SET PROBLEM:
Substitute "Target label" for "Query" in the stretch from the line containing "Reviewer note: make sure every instance of the player's cap" through the end of the records, leaving everything else the same. Give only that stretch.

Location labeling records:
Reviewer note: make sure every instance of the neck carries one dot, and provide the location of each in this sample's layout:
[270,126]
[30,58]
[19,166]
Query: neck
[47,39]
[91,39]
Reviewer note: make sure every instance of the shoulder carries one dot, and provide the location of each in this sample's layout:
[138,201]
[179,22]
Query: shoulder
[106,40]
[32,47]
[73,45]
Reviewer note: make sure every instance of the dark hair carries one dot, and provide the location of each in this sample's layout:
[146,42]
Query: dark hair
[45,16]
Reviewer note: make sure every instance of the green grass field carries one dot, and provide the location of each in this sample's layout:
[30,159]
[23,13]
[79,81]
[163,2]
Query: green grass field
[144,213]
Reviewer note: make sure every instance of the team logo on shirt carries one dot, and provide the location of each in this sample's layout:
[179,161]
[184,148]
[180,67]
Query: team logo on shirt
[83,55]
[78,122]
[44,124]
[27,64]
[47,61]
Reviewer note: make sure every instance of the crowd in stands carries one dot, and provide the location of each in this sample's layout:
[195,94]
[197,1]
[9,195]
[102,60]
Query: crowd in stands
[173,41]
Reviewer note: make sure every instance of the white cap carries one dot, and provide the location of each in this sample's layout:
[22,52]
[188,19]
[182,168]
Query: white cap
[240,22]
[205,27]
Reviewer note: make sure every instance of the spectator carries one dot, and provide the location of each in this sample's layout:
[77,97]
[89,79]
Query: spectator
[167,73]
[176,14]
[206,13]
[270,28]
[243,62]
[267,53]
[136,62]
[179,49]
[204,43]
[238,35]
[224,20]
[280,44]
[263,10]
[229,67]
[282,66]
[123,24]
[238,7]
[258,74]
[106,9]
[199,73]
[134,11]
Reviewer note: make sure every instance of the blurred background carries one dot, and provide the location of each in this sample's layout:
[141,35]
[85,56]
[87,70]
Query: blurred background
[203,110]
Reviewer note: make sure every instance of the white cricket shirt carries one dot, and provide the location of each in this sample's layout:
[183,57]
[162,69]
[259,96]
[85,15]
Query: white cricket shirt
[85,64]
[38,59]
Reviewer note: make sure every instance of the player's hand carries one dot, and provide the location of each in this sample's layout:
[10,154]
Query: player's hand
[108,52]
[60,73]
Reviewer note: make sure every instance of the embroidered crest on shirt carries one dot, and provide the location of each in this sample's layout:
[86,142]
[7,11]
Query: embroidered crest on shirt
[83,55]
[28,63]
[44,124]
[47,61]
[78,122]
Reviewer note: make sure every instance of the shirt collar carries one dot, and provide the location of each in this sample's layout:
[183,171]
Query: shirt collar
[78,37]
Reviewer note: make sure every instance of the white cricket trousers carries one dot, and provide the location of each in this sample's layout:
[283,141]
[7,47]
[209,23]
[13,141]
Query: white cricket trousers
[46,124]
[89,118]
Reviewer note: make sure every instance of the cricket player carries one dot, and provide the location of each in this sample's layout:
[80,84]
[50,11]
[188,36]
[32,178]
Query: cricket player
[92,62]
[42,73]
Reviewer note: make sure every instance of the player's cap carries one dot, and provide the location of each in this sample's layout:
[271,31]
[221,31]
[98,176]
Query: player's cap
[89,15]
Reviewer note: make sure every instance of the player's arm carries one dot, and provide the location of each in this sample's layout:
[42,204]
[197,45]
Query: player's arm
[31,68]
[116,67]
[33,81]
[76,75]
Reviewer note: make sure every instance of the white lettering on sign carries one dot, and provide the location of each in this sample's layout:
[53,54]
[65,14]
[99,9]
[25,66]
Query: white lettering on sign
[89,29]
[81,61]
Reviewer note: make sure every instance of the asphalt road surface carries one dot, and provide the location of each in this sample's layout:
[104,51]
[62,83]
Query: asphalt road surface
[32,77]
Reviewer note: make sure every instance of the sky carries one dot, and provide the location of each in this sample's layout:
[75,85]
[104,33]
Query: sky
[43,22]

FINAL RESULT:
Reviewer note: make sure every instance of the player's cap carries one dot, and provide the location of each in this sample's layout:
[271,31]
[221,31]
[98,176]
Target label: player's cap
[89,15]
Reviewer note: make sure every instance of the player's arm carries one dot, and provide the location of each in this sample's layout:
[42,204]
[197,45]
Target label: player's arm
[31,68]
[116,67]
[33,81]
[76,75]
Reviewer note: make sure every instance of the white lettering on sign carries one dot, and provide the location of each in this sample's layout:
[53,54]
[65,14]
[99,9]
[25,66]
Target label: white lettering on sign
[89,29]
[81,61]
Reviewer note: make sure every instance of the asphalt road surface carries one dot, and provide the location of each in this sample's layout:
[104,51]
[62,83]
Target label: asphalt road surface
[32,77]
Reviewer note: make sure every instance of the sky carries one dot, and provide the location of each in this sample's layout:
[75,85]
[104,33]
Target label: sky
[43,22]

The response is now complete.